# What you need to do
Continue the warranty terms from the point where they stop.

13.1 Subject to clause 14:

  1. Goods supplied by us are subject to the manufacturer’s warranties which are set out in the documentation provided at the date of installation.
  2. We reserve the right to refer warranty claims directly to the manufacturer if outside the scope of reasonable service or installation work.
  3. Notification of defects must be made in writing or sent by e-mail to us within the specified warranty period to our postal or e-mail address.
  4. No warranties in relation to any Goods are of any effect until we have received all amounts owing under this Agreement and title to the Goods has passed to you.

13.2 Subject to clause 14:

  1. Services provided by us are warranted against faulty workmanship for a period of ten years from the date of installation of the Goods at the Premises.
  2. no warranties in relation to any Services are of any effect until we have received all amounts owing under this Agreement and title to the Goods to which the Services relate has passed to you.

13.3 We will carry out service calls in relation to the Goods and Services, subject to the following:

  1. you must give us 48 hours’ minimum notice of any nonemergency service call after which we will arrange a time and date for a service call;
  2. service calls will generally be carried out during normal working hours only (9.30am – 4.00pm Monday to Friday);
  3. where we carry out a service call which would ordinarily be covered by warranty but on inspection there is no problem with the Goods or Services, we will charge a call out fee of $150.00 plus all call out and travel costs;

13.4 All warranties are provided to you only and are not transferrable unless otherwise stated in this Agreement or the documentation provided to you at the date of installation of the Goods at the Premises.

 

  1. Exclusions and Limitation of Liability

 

14.1 The warranties set out in clause 13 will no longer be valid if:

  1. anyone other than us (or our employees, contractors and agents) performs any work (including repairing or altering) to the Goods at any time;
  2. you fail to comply with all our reasonable instructions (whether written or verbal) in relation to the Goods; or
  3. you fail to return any Goods to us for inspection at your cost, where required by us.

# Point annotation records

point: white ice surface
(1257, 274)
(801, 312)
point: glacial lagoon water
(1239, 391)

# Result
14.2 The warranties set out in clause 13 do not cover:

  1. repaired breaks or any joins to sensor wire or any damage caused to sensor wire;
  2. your existing electrical installation, wiring or fuse box;
  3. normal fair wear and tear (Decided by the Manufacturer);
  4. any malicious damage or abuse;
  5. damage caused by vermin, animals or pests;
  6. corrosion, oxidization, discolouration by mould, or the like;
  7. damage caused by ‘acts of God’, improper voltage or power surges, accidents or other acts beyond our reasonable control;
  8. any damage to your property caused by the Goods failing or breaking;
  9. any alterations to your property which are a necessary consequence of the provision of the Services; or
  10. any indirect, special, incidental or consequential damages including, without limitation, loss of profit or revenues and downtime costs, sustained by you in connection with the Services or in connection with the Goods failing or breaking.

14.3 Our liability is limited to:

  1. in the case of Goods, replacing the Goods, repairing the Goods or payment for the cost of replacing or repairing the Goods; and
  2. in the case of Services, re-supplying the Services, having the Services resupplied or payment for the cost of having the Services re-supplied.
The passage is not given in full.